Tasks:
1) Summarize the article on the Warriors' turnovers in two sentences.
2) Using the article on the Warriors' turnovers, answer each question:
(a) How many times did the Warriors turn the ball over against the Spurs?
(b) Why did Tim Duncan not play in the game?
(c) How many minutes did Harrison Barnes play?
3) Reproduce the article on the Warriors' turnovers exactly, starting at "Golden State lost" and ending at "scoring zero points.".

Exercise passage:
=======
Turnovers Still A Big Problem For Golden State Warriors
By Phil Watson
December 19, 2013; Oakland, CA, USA; Golden State Warriors head coach Mark Jackson (left) and point guard Stephen Curry (30) looks on against the San Antonio Spurs during the fourth quarter at Oracle Arena. The Spurs defeated the Warriors 104-102. Mandatory Credit: Kyle Terada-USA TODAY Sports
Golden State Warriors coach Mark Jackson said after his team lost to the San Antonio Spurs on Thursday that “we don’t value the ball and it’s hurting us bad.”
Jackson made that comment during his postgame press conference that was aired on CSN Bay Area after the Warriors turned the ball over a whopping 24 times in a 104-102 loss to a Spurs team that played without Tony Parker (injured shin), Tim Duncan (night off) and Manu Ginobili (night off).
Golden State lost at home to the Spurs’ role players and they did it in part because Harrison Barnes and Klay Thompson seemed lackadaisical, at best, on the defensive end and because the Warriors treated the basketball as if it were coated in some sort of grease.
Kent Bazemore turned the ball over by merely dropping it out of bounds while he was by himself in the corner—no defender was really in the same area code. Stephen Curry turned it over five times, as did Thompson. Andre Iguodala gave it away four times. Barnes turned the ball over three times in just 19 minutes, while scoring zero points.
=======
Point-per-instance localization data:
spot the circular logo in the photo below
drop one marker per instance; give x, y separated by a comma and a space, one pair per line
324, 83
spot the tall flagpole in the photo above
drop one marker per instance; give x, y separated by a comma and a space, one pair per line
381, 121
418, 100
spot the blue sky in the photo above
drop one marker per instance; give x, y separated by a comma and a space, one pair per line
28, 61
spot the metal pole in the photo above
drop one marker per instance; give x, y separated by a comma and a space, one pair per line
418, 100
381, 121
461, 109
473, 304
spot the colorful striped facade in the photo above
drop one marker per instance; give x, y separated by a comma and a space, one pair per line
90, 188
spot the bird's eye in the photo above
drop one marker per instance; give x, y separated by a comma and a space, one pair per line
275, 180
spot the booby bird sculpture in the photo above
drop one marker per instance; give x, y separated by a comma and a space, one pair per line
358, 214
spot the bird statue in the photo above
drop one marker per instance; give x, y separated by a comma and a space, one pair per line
=======
Answers to the problems:
1) The Golden State Warriors lost 104-102 at home to a San Antonio Spurs team playing without Tony Parker, Tim Duncan and Manu Ginobili, turning the ball over 24 times. Coach Mark Jackson said afterward that his team doesn't value the ball and that it's hurting them badly, as Stephen Curry and Klay Thompson each committed five turnovers, Andre Iguodala four, and Harrison Barnes three in 19 minutes.

2)
(a) 24 times.
(b) He had the night off.
(c) 19 minutes.

3)
Golden State lost at home to the Spurs’ role players and they did it in part because Harrison Barnes and Klay Thompson seemed lackadaisical, at best, on the defensive end and because the Warriors treated the basketball as if it were coated in some sort of grease.
Kent Bazemore turned the ball over by merely dropping it out of bounds while he was by himself in the corner—no defender was really in the same area code. Stephen Curry turned it over five times, as did Thompson. Andre Iguodala gave it away four times. Barnes turned the ball over three times in just 19 minutes, while scoring zero points.